→ **Task**:
Revise only the lines starting at the line that contains "The endpoint marks every instance of the neck" and ending at the line that contains "x=381, y=472", substituting "system" for "endpoint" and keeping everything else the same.

→ **Data supplied**:
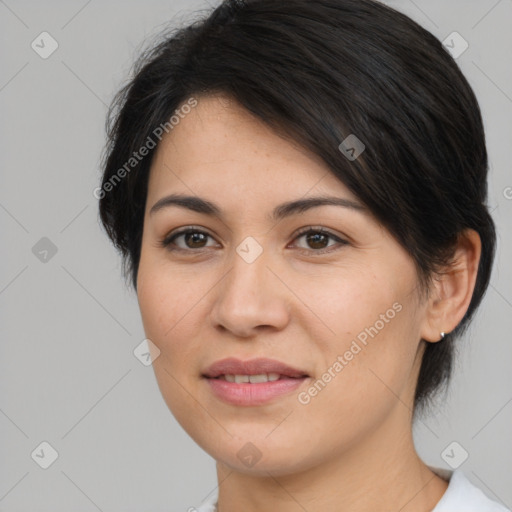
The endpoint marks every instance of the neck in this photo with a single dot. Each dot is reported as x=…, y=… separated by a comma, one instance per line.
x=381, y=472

...

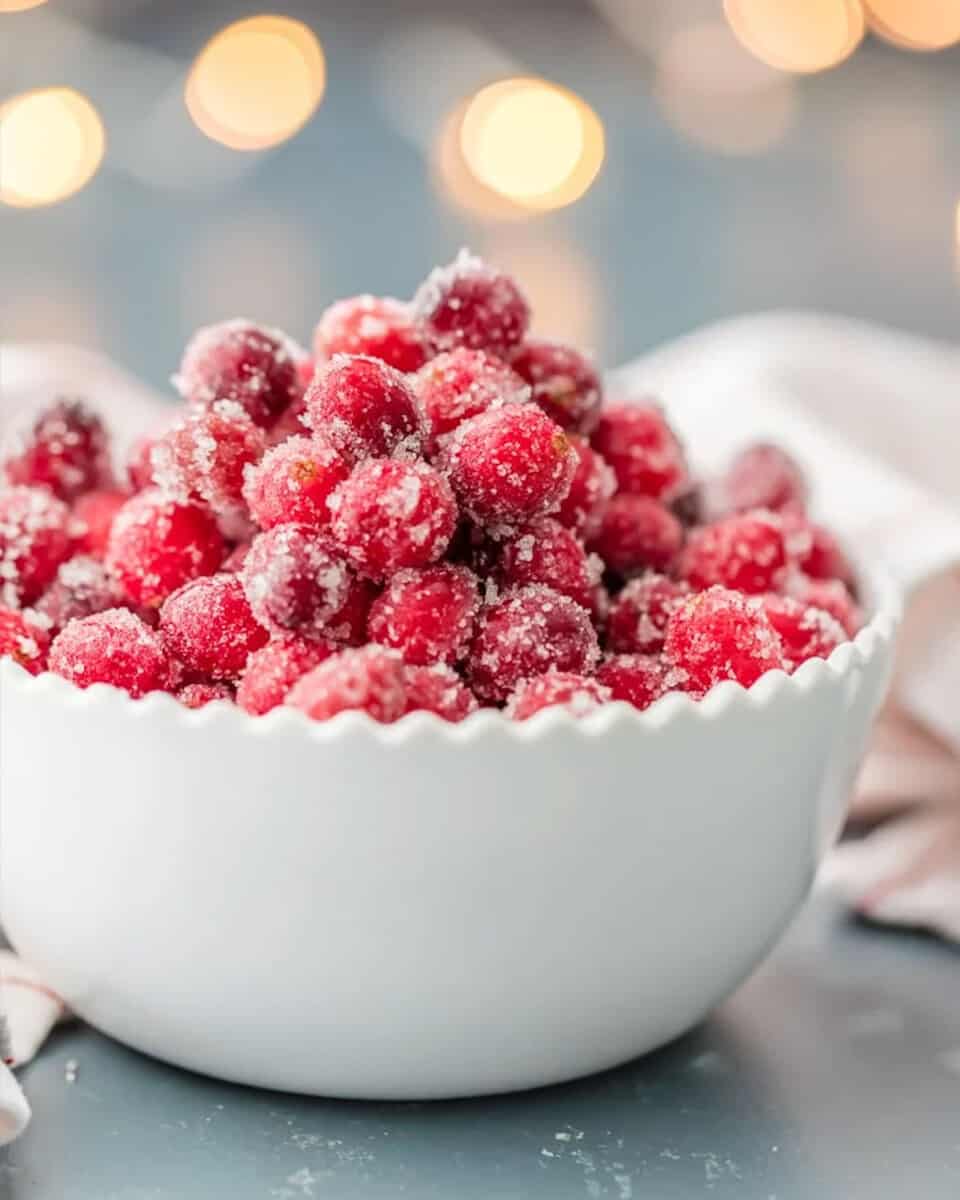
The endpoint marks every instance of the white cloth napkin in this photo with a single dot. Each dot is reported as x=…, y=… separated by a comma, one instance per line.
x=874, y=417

--

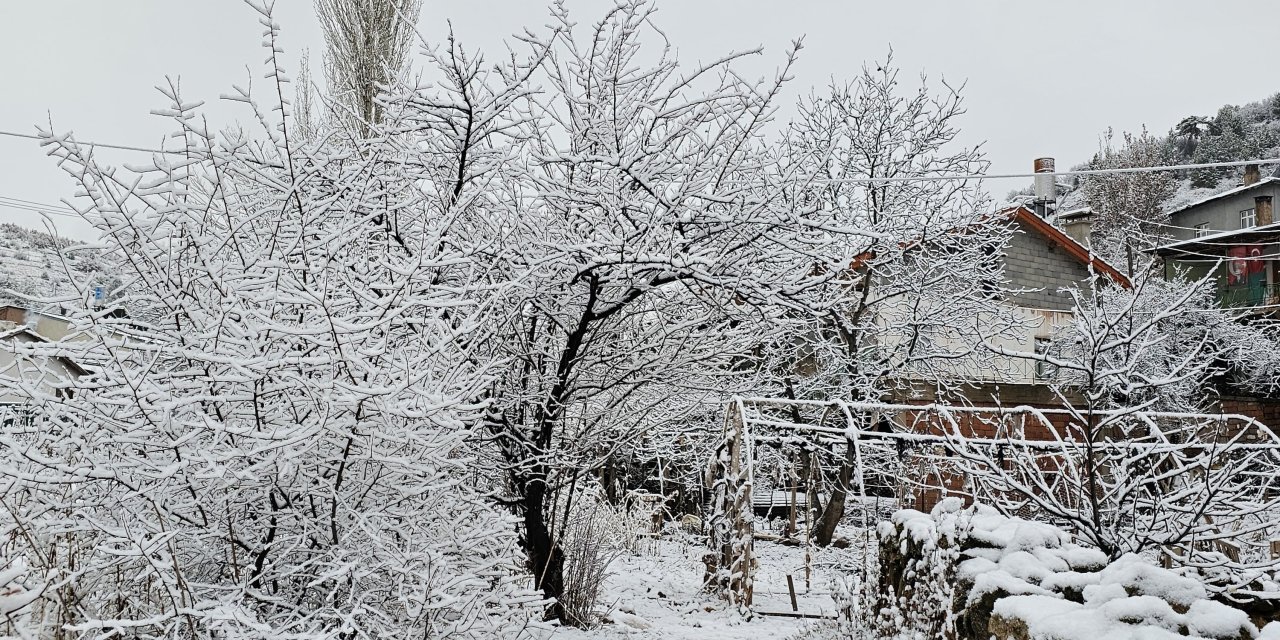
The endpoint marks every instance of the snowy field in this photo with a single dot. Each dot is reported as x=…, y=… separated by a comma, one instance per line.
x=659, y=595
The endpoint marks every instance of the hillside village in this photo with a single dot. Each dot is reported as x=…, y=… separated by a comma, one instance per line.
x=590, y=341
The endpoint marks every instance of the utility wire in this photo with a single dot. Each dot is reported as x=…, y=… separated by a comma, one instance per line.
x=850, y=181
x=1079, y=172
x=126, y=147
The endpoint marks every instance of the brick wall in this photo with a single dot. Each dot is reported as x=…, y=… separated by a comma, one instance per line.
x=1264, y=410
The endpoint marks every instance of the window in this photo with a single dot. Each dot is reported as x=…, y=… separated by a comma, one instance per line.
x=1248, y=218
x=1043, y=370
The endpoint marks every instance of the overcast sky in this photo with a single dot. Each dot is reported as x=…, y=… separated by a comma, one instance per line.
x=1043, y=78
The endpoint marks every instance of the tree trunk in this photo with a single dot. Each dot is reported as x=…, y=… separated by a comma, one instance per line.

→ **Problem solution**:
The system marks every instance of the neck in this photo with a single dot. Each dot is reported as x=…, y=… separated by a comma, one instance per line.
x=381, y=472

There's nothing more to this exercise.